+++ Supplied records

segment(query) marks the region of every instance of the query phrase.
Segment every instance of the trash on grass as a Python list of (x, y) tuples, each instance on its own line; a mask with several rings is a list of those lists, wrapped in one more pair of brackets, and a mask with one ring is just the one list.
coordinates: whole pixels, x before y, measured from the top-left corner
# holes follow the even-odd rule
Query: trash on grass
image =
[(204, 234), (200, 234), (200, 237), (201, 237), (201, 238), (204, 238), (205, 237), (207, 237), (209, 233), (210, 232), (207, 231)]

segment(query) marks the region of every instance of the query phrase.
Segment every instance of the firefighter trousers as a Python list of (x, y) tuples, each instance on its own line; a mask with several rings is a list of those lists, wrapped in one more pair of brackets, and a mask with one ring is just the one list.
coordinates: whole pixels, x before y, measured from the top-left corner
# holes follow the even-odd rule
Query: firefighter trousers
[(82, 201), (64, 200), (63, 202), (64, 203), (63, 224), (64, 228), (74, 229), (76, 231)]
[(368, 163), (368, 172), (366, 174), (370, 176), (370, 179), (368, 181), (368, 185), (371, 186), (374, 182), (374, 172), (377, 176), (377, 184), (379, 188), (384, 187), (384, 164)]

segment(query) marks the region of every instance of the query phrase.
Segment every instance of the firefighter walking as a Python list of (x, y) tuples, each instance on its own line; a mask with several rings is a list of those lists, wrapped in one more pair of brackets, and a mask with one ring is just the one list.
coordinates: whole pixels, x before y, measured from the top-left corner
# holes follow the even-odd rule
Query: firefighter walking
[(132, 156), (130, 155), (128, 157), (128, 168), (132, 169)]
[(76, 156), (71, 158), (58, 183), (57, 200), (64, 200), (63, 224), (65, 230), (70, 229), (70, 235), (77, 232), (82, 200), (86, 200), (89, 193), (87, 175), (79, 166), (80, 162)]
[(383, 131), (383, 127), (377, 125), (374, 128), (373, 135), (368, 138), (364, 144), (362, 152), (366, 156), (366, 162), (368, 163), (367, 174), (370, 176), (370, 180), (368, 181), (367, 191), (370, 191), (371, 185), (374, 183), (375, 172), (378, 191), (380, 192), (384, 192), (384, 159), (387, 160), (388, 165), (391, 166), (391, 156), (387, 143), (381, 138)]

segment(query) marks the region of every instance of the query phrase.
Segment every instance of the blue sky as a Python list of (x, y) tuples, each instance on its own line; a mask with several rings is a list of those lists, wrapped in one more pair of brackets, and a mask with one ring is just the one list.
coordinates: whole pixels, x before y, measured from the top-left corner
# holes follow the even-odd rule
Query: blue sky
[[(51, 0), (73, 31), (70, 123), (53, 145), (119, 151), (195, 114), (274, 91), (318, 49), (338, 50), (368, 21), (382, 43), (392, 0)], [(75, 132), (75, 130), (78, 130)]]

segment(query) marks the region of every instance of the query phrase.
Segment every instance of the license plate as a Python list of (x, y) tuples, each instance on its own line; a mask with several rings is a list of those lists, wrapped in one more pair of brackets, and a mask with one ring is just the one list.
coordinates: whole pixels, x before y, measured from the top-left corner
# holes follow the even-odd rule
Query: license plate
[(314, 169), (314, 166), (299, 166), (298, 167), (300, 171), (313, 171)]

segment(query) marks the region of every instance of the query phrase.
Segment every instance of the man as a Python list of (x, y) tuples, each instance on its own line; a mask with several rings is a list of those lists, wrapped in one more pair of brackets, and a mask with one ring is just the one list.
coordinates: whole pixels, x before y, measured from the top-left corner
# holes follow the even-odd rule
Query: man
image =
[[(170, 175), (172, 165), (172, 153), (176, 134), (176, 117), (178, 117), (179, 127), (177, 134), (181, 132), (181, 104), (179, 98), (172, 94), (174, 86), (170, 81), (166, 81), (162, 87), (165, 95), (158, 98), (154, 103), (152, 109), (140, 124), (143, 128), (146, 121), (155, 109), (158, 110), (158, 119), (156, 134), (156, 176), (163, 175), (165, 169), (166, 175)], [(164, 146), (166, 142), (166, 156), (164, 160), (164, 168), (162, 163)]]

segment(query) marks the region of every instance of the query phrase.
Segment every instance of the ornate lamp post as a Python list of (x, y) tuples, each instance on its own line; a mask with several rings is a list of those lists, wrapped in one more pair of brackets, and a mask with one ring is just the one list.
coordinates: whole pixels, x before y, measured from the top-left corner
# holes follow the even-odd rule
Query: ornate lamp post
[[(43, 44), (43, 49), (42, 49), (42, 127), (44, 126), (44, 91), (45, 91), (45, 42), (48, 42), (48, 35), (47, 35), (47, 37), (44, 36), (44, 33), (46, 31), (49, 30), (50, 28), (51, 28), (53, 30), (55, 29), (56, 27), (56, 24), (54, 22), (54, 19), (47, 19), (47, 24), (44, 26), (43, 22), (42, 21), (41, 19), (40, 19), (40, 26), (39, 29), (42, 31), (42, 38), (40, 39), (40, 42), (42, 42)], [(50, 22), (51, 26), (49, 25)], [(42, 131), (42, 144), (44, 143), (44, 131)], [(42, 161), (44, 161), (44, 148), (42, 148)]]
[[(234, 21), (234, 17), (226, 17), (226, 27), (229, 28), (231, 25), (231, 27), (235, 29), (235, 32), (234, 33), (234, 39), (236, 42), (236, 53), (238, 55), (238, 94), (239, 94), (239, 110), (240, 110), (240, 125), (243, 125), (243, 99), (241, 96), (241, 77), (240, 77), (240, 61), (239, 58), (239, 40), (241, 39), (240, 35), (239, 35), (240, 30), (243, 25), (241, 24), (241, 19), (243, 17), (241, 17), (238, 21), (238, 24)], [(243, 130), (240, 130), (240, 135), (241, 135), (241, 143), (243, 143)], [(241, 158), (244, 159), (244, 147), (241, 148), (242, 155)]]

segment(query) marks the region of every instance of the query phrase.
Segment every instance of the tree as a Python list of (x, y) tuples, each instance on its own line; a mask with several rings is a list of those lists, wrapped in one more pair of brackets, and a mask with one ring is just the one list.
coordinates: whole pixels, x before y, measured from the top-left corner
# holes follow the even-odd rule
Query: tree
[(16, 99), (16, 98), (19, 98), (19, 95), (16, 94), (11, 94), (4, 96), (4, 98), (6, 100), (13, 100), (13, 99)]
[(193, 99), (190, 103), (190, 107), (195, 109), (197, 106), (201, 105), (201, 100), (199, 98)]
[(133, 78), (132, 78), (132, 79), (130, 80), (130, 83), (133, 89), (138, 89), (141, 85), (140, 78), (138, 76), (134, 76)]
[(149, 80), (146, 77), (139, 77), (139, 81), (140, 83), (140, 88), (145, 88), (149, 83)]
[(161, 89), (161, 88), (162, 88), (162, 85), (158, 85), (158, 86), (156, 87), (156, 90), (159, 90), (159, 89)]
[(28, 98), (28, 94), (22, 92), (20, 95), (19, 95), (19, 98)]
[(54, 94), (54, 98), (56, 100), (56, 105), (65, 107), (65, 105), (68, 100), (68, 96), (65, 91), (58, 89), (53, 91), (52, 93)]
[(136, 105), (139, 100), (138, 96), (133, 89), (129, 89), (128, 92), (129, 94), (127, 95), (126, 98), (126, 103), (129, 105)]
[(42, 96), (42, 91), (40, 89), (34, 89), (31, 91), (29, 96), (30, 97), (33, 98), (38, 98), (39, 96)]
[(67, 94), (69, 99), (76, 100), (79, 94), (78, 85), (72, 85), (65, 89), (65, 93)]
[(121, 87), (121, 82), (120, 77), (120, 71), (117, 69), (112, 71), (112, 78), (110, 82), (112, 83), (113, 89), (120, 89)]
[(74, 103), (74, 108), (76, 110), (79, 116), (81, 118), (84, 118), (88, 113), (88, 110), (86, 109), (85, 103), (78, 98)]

++++++

-- Task --
Copy the material from its start through the line containing "143), (381, 138)]", swapping every "trousers" for "pants" and changing nothing else.

-- Result of this task --
segment(query) marks the region of every instance of the query phrase.
Segment every instance of the trash on grass as a Python list of (x, y) tuples, each instance on its own line; a mask with several rings is a list of those lists, wrapped in one more pair of brackets, and a mask with one ring is just the one list.
coordinates: whole pixels, x before y, measured from the top-left corner
# holes follow the even-odd rule
Query: trash on grass
image =
[(204, 234), (200, 234), (200, 237), (201, 237), (201, 238), (204, 238), (205, 237), (207, 237), (209, 233), (210, 232), (207, 231)]

segment(query) marks the region of every instance of the query phrase.
Segment every instance of the firefighter pants as a Python list of (x, y) tuples, each instance on its own line; a mask with several rings is a list of those lists, wrapped in one more pair of brackets, and a mask with one ring is just the one list.
coordinates: whole pixels, x before y, measured from the top-left corner
# holes follow the even-odd rule
Query: firefighter pants
[(82, 201), (64, 200), (63, 202), (64, 203), (63, 224), (64, 228), (74, 229), (76, 231)]
[(368, 163), (368, 172), (366, 174), (370, 176), (370, 179), (368, 181), (368, 185), (371, 186), (374, 182), (374, 172), (377, 176), (377, 184), (379, 188), (384, 187), (384, 164)]

segment(query) marks the region of every instance of the query phrase.
Segment every instance of the firefighter walking as a Python list of (x, y) tuples, each instance on its own line; a mask with several rings is a list of those lists, wrapped in one more pair of brackets, and a mask with one ring is just the one list.
coordinates: whole pixels, x before y, measured from the top-left corner
# holes follow the even-odd rule
Query: firefighter walking
[(132, 156), (130, 155), (128, 157), (128, 168), (132, 169)]
[(76, 156), (71, 158), (58, 183), (57, 200), (64, 200), (63, 224), (65, 230), (70, 229), (70, 235), (77, 232), (82, 200), (86, 200), (89, 193), (87, 175), (79, 166), (80, 162)]
[(383, 131), (383, 127), (377, 125), (374, 128), (373, 135), (368, 138), (364, 144), (362, 152), (366, 156), (366, 162), (368, 163), (367, 174), (370, 176), (370, 180), (368, 181), (367, 191), (370, 191), (371, 185), (374, 183), (375, 172), (378, 191), (380, 192), (384, 192), (384, 159), (387, 160), (388, 165), (391, 166), (391, 156), (387, 143), (381, 138)]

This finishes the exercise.